Extrait du texte
# # # # # # #
Polina (Vivès)

Vivès © Casterman – 2011
Vivès © Casterman – 2011

Polina Oulinov est encore une fillette lorsqu’elle passe le concours d’une prestigieuse école de danse russe. Elles sont nombreuses à rêver d’y entrer mais les places sont rares. Polina en décroche et les années qui suivront seront exclusivement consacrées aux études et à la danse.

Polina quitte sa famille et entre en Internat. Elle vit désormais au rythme de l’école. La fatigue et la tension d’un côté, la technicité s’ancre d’année en année, les nerfs lâchent aux périodes d’examen et, dans ce microcosme, les amitiés s’ancrent profondément. Polina grandit et est très vite repérée pour intégrer les cours de danse classique du professeur Bojinski. Réputé pour être autoritaire et exigeant, les élèves appréhendent. Polina est inquiète et très vite, elle mesure le degré d’exigences et d’attente de l’enseignant. Polina s’entraîne avec rigueur, Bojinski est intransigeant. Elle ne se décourage pas, s’obstine ; elle trouve en elle la force et la détermination. Elle se rend aux cours en ayant la boule au ventre et avec la certitude de ne pas être à la hauteur. Bojinski ne l’épargne pas pourtant, c’est bel et bien une rencontre qui s’est opérée entre ces deux personnes. De la rigueur des entraînements quotidiens naît un respect réciproque, une amitié.

Début 2011 paraissait « Polina », un album très vite repéré par les lecteurs et très vite encensé par la critique. Un an avant, j’avais lu « Le Goût du chlore » et je m’étais jurée d’être au rendez-vous pour la sortie de « Polina », impressionnée par la maîtrise du trait de Bastien Vivès et surtout sa capacité à faire ressentir les sensations (essoufflement, effort, gêne, désir, élancement…). Puis « Polina » a été récompensé par le Prix des libraires en mai 2011… nouvelle pluie de critiques alléchantes. L’envie de lire l’ouvrage est accrue. L’album est ensuite le lauréat du Grand Prix de la Critique ACBD en 2012… nouvelle pluie d’avis dithyrambiques. Rappel qu’une découverte m’attend là, dans les pages de l’album. Il m’a fallu attendre 2016 pour le lire enfin. L’avantage : les propos élogieux ont décanté lu çà et là sur la toile.

La souplesse et la grâce ne s’apprennent pas. C’est un don.

Polina – Vivès © Casterman – 2011
Polina – Vivès © Casterman – 2011

Le coup de crayon est épais, il oublie volontairement les détails des visages, des plis d’étoffe, des accessoires divers et se concentre entièrement sur l’émotion brute et l’attitude corporelle. Dépourvu de couleurs, le trio noir-blanc-gris crée une ambiance dépouillée, ramenée à l’extrême et forçant le lecteur à apposer ses propres couleurs à cet univers. Contraste permanent d’ombre et de lumière, appuyant un sourcil qui se lève ou qui se fronde. On mesure le prix de l’effort à fournir. On sent la tension, le poids du corps des ballerines tandis qu’en apparence, rien de tout cela ne semble transparaître.
# # # # # # #
Entrées d'un jeu d'annotations par points:
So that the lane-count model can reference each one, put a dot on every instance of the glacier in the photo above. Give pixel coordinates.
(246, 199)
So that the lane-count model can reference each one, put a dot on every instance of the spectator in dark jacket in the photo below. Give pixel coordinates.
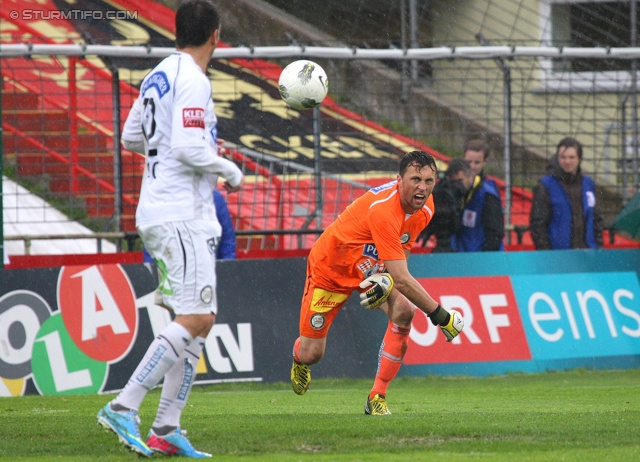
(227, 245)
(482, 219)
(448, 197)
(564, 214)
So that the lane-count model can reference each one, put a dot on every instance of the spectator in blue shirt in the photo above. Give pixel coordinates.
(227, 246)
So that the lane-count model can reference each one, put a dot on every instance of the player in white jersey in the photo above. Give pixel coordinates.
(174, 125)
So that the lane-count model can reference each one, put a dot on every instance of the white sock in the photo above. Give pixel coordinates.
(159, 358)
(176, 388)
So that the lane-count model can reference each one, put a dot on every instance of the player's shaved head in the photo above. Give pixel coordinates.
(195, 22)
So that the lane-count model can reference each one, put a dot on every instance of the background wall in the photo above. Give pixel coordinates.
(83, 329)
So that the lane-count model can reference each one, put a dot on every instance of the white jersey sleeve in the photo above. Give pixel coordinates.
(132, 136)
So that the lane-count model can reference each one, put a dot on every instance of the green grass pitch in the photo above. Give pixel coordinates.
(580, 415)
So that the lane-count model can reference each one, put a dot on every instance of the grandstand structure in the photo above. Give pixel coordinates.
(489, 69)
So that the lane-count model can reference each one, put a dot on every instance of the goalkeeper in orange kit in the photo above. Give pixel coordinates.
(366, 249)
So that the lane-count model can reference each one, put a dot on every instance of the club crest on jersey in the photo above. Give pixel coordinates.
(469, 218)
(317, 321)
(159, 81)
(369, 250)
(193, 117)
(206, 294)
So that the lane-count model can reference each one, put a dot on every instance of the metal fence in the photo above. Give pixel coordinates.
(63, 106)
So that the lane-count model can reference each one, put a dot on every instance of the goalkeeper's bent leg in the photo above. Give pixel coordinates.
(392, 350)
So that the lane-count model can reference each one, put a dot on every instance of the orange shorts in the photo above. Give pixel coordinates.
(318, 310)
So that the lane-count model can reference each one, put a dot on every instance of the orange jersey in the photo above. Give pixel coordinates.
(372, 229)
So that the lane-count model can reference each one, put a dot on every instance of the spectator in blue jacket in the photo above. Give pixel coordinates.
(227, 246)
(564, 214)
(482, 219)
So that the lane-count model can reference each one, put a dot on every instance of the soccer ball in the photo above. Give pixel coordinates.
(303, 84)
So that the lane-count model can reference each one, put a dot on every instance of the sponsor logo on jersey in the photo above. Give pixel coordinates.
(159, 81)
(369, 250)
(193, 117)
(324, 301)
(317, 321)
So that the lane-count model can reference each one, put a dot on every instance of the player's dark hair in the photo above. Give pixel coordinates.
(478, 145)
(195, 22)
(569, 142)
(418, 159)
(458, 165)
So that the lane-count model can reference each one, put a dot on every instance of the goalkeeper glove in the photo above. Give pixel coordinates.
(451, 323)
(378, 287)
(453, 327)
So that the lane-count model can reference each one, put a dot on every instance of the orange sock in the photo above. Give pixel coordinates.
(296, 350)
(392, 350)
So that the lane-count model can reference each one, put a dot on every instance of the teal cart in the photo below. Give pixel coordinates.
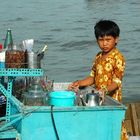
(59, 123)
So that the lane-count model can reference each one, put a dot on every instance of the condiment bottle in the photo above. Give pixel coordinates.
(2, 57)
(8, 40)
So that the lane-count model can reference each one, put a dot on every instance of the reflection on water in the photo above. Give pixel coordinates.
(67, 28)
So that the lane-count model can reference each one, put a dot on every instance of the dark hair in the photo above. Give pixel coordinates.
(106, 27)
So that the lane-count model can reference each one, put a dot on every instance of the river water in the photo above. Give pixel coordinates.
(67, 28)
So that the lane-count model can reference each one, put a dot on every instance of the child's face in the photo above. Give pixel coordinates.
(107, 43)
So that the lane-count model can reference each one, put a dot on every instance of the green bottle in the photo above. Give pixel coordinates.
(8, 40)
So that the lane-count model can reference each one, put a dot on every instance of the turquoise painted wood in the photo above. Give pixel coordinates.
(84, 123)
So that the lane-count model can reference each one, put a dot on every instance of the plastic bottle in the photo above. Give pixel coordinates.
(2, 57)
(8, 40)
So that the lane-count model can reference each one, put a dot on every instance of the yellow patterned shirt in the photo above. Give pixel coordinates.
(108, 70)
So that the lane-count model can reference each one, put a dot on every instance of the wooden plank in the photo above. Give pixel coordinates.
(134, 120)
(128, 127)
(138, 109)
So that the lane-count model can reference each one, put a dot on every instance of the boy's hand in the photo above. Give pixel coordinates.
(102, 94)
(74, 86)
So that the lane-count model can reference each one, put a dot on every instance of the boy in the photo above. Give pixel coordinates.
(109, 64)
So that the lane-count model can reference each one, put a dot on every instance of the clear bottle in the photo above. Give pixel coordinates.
# # # # # # #
Objectif
Dans la critique de « Polina », quel prix l'album a-t-il reçu en mai 2011 ?

Corrigé
Le Prix des libraires.